__STATED EXERCISE__.
How many lines in the records below contain the word "pink"? Case counts. Reply with the number alone.

__TASK MATERIAL__.

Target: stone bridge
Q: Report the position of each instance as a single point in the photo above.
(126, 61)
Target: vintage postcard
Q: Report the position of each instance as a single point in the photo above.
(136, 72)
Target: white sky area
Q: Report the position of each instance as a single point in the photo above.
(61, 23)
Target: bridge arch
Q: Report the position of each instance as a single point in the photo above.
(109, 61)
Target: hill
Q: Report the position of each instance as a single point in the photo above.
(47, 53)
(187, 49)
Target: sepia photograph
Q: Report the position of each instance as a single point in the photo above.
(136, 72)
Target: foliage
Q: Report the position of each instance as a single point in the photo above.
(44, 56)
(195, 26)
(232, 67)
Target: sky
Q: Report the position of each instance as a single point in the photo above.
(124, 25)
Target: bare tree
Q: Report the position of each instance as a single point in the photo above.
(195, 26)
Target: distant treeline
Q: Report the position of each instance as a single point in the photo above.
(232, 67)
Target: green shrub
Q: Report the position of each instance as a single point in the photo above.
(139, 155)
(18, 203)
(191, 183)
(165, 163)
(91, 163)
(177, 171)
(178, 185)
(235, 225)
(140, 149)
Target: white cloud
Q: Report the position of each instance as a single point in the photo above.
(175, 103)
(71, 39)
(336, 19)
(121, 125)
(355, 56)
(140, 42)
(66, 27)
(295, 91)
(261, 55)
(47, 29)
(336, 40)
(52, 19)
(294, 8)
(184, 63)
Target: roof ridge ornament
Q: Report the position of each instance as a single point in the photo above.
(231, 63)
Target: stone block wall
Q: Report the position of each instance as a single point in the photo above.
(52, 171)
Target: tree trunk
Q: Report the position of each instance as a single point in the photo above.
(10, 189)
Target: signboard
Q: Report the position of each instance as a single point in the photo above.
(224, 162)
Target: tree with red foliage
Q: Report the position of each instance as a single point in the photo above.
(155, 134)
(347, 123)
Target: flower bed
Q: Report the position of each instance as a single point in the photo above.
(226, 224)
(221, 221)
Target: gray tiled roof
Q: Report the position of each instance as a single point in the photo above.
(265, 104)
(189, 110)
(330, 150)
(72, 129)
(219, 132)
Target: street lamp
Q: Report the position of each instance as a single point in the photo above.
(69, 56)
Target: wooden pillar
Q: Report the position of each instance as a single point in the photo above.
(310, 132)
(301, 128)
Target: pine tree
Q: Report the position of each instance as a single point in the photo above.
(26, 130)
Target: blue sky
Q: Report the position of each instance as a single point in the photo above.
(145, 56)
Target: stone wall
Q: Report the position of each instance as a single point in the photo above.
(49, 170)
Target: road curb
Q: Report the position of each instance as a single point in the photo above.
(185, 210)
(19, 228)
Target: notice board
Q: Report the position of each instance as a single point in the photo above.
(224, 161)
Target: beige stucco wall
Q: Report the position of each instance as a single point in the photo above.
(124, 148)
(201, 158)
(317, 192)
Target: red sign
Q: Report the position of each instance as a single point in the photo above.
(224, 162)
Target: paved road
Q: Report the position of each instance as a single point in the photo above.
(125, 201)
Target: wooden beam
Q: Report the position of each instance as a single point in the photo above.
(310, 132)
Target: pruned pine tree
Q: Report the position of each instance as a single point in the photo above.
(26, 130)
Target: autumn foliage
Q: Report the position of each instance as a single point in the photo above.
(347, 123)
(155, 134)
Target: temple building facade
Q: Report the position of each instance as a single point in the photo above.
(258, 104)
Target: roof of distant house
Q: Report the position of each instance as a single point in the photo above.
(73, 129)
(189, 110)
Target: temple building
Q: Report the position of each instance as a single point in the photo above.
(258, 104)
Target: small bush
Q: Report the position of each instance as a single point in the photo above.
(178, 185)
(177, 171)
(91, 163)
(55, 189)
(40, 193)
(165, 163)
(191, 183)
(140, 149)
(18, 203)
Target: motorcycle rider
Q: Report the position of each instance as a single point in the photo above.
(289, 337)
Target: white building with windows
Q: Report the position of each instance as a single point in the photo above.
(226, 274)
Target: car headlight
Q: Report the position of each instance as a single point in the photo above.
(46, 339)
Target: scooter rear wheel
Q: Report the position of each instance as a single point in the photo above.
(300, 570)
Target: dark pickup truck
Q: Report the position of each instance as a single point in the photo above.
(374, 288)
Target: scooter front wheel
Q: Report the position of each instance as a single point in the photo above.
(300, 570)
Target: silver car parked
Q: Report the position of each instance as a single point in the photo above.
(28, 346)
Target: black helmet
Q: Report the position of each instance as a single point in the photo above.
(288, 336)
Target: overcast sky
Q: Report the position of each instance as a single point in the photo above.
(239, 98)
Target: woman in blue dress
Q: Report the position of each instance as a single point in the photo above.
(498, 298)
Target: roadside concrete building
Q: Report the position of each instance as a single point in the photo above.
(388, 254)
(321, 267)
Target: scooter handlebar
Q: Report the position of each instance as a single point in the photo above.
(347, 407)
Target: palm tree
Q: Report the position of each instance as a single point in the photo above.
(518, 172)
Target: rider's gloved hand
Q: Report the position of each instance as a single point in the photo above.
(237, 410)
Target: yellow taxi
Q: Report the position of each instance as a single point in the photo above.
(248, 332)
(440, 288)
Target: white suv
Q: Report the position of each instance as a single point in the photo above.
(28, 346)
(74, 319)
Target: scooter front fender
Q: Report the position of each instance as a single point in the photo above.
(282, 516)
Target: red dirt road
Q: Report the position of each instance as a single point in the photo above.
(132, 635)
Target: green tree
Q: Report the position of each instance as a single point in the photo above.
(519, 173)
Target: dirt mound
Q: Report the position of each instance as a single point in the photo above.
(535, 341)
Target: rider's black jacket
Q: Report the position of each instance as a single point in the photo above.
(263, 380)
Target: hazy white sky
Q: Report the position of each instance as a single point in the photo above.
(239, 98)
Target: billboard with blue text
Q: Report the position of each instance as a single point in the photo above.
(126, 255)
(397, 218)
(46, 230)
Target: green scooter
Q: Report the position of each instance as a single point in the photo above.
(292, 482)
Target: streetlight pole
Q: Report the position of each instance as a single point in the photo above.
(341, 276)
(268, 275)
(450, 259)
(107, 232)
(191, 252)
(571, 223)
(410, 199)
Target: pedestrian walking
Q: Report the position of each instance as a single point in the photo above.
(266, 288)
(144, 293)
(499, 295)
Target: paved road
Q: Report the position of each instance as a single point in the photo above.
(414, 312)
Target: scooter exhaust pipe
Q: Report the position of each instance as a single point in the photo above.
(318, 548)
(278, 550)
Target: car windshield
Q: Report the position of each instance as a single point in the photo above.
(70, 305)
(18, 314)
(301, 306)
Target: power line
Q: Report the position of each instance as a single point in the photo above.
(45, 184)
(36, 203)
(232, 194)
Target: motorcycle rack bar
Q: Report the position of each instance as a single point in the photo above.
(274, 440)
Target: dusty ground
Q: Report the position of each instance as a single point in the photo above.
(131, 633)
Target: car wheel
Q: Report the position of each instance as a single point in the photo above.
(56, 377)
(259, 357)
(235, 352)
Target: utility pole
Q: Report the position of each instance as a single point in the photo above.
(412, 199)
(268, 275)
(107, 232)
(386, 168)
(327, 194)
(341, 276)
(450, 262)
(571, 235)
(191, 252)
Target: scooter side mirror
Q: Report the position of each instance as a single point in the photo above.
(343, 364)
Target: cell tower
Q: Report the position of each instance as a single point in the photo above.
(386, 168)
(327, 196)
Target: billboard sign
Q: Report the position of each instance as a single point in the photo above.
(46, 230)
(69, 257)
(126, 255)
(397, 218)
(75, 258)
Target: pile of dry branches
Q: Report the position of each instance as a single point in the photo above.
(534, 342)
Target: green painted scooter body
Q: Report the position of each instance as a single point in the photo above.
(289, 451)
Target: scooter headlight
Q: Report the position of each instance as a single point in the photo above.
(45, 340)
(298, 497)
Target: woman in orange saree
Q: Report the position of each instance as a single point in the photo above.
==
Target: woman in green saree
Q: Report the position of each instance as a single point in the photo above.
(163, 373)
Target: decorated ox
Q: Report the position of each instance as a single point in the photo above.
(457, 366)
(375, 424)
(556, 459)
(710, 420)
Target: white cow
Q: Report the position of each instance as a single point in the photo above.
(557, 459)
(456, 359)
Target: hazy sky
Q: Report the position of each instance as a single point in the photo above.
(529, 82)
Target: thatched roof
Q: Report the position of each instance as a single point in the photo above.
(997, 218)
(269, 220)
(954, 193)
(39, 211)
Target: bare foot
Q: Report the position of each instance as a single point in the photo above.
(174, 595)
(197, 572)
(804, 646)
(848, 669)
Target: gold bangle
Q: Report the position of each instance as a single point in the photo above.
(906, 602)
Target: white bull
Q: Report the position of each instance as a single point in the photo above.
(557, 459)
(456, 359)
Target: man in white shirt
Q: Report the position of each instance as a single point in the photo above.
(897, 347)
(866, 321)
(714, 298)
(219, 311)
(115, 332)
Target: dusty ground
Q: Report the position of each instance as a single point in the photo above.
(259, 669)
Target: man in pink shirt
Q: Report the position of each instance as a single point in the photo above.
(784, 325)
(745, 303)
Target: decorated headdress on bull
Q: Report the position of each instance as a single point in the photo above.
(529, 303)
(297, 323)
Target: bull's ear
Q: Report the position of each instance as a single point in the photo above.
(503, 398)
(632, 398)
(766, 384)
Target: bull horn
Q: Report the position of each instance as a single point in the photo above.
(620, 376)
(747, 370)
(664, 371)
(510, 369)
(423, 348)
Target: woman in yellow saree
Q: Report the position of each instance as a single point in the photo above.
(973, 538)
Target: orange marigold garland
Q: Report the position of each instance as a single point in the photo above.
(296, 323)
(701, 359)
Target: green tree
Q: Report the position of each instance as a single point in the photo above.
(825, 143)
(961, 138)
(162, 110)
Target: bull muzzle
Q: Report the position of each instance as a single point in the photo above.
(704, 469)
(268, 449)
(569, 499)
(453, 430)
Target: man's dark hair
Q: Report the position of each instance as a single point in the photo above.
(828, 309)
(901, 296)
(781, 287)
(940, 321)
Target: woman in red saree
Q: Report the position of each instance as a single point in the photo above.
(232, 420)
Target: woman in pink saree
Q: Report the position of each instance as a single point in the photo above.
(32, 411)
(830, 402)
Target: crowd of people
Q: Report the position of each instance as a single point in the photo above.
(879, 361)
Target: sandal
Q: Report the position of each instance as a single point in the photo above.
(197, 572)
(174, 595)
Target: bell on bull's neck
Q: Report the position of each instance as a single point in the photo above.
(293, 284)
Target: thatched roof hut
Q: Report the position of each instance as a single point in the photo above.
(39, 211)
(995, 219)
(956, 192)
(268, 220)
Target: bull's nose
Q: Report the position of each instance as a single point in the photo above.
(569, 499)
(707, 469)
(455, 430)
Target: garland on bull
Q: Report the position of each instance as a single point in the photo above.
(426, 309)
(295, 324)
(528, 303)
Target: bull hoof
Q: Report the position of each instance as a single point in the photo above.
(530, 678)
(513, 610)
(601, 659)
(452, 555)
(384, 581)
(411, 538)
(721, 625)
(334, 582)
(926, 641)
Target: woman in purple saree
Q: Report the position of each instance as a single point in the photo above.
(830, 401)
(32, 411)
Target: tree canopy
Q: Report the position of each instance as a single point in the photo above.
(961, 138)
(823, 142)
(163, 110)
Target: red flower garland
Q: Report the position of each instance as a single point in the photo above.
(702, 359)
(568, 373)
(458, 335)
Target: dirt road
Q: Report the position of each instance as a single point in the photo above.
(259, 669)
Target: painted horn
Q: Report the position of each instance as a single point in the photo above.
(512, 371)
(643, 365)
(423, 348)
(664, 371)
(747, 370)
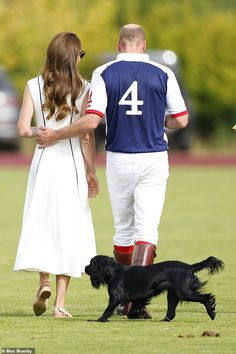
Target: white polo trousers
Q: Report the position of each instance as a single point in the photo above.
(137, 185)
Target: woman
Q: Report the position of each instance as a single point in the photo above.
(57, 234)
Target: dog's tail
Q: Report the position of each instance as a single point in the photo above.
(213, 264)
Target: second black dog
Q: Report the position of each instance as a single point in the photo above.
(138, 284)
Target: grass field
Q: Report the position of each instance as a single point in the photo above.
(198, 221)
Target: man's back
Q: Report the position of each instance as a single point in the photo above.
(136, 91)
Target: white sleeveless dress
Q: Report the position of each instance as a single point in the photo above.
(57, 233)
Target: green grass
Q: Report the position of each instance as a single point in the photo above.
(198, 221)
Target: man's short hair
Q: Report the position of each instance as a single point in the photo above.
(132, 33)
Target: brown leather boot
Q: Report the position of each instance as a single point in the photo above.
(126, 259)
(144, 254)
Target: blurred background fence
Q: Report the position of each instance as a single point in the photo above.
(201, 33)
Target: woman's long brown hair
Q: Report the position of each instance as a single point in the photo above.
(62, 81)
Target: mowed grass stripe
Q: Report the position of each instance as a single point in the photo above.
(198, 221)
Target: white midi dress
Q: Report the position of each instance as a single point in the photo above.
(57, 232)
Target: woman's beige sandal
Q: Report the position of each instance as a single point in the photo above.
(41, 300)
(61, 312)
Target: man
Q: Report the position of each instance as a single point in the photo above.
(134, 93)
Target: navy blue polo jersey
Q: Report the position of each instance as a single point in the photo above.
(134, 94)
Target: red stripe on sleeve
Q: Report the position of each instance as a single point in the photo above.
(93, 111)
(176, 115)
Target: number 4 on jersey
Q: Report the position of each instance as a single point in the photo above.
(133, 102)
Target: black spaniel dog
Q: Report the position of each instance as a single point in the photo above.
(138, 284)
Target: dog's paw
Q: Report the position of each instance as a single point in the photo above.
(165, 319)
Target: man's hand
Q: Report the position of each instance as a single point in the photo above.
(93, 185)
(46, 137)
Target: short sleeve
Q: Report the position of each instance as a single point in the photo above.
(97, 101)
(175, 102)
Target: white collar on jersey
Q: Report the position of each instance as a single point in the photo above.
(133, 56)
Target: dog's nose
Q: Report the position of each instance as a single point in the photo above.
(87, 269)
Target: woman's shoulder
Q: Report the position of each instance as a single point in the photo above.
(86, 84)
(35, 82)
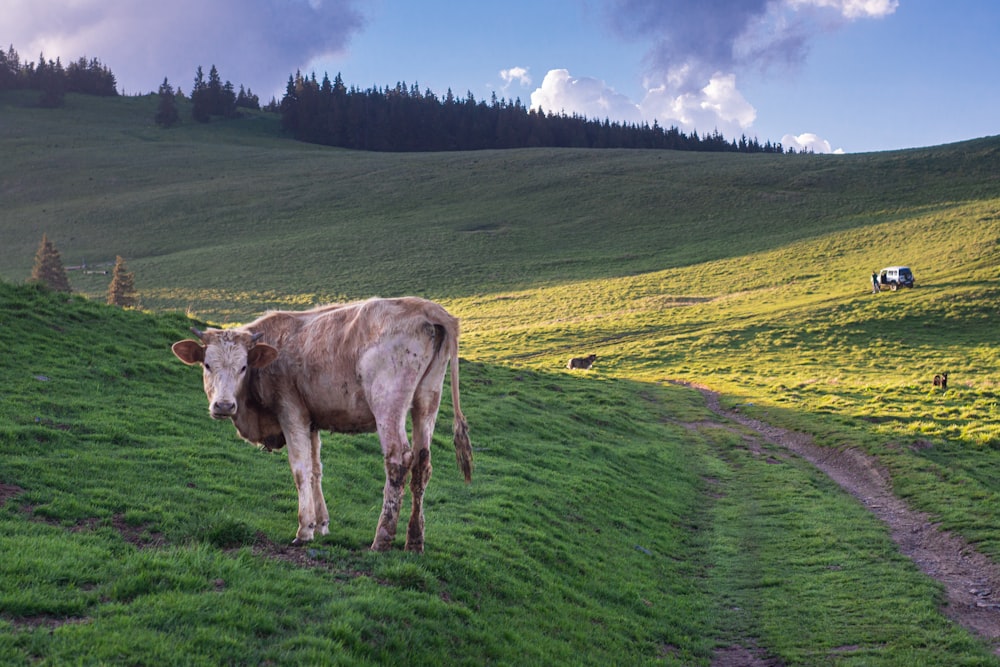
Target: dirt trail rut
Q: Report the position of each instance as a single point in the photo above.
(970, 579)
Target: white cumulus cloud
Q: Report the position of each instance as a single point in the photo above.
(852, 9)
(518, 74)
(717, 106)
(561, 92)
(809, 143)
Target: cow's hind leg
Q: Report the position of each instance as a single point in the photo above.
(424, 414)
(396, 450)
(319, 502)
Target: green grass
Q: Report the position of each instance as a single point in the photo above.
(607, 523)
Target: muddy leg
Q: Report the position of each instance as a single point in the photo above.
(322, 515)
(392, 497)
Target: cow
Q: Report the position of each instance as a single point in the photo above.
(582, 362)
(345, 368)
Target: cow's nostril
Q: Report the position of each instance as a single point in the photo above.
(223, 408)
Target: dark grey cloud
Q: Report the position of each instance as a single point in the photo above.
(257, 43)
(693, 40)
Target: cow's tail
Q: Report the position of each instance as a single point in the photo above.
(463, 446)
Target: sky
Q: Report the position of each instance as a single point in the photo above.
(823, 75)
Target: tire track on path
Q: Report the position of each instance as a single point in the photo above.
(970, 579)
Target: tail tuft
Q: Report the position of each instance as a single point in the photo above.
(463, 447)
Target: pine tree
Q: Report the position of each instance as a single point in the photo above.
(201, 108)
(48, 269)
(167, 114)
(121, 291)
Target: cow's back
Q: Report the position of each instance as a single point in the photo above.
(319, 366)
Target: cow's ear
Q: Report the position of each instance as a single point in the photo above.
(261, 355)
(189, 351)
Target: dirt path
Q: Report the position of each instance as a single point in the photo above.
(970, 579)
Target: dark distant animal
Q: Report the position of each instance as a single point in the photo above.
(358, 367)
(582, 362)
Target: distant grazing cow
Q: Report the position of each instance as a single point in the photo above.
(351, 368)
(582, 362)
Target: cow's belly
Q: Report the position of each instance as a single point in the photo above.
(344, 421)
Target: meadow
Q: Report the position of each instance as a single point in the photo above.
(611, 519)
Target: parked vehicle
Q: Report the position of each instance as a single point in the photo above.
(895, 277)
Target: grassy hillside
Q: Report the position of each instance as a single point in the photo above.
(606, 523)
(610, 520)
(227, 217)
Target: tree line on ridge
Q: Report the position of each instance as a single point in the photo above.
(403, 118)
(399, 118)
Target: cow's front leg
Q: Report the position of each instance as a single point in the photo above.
---
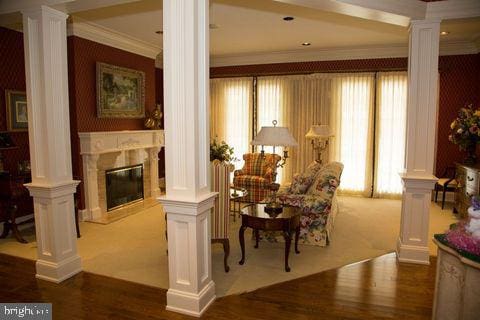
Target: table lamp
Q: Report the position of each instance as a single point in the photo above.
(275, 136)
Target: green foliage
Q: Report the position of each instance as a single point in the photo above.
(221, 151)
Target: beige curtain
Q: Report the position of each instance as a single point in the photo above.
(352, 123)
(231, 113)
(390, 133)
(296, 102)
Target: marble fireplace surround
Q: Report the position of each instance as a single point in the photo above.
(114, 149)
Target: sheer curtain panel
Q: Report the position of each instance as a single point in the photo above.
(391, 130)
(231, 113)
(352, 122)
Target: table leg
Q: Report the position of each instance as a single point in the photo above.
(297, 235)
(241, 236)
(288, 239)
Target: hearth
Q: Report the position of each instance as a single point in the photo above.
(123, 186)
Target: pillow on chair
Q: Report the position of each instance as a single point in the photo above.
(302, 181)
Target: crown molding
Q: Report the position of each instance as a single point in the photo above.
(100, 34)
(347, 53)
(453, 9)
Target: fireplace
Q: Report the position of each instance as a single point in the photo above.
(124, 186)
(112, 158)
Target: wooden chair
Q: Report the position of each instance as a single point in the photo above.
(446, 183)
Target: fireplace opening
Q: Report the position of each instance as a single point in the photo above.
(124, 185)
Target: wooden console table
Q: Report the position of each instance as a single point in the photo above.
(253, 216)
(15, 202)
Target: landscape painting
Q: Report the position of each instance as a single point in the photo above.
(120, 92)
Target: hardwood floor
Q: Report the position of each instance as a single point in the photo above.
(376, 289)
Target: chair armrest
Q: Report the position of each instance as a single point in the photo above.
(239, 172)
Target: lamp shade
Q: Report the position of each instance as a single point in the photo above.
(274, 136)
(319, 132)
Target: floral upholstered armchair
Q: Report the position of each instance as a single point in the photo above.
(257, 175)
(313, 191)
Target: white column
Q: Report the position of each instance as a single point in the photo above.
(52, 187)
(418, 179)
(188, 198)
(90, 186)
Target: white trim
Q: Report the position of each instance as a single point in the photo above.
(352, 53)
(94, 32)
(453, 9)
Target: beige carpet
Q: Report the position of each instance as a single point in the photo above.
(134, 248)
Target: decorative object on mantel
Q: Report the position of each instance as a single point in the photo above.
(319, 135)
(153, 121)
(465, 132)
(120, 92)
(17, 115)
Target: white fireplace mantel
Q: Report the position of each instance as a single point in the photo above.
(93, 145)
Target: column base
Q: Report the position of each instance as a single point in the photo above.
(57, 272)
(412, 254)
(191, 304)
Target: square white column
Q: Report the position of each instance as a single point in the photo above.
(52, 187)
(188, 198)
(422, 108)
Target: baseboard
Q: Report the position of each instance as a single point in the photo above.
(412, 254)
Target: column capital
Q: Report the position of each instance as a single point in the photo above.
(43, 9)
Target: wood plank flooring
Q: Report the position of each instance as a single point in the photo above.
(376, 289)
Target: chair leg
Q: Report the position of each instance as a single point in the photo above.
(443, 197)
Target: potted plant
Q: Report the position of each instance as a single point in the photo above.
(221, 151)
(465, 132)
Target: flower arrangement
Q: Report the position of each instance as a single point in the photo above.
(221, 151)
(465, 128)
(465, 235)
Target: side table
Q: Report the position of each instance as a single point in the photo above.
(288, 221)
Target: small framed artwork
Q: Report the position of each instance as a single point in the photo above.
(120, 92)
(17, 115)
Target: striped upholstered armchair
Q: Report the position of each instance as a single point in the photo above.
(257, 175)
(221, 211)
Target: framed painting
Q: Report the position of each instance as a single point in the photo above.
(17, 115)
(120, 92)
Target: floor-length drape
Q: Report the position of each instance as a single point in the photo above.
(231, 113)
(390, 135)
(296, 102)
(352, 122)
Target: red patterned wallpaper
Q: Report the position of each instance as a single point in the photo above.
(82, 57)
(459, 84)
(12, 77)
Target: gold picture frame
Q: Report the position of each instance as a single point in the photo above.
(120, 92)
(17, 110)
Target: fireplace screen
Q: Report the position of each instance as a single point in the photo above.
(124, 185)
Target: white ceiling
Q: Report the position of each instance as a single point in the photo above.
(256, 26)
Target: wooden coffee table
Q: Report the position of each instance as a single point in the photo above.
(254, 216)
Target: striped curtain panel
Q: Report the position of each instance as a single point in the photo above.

__EXERCISE RESPONSE__.
2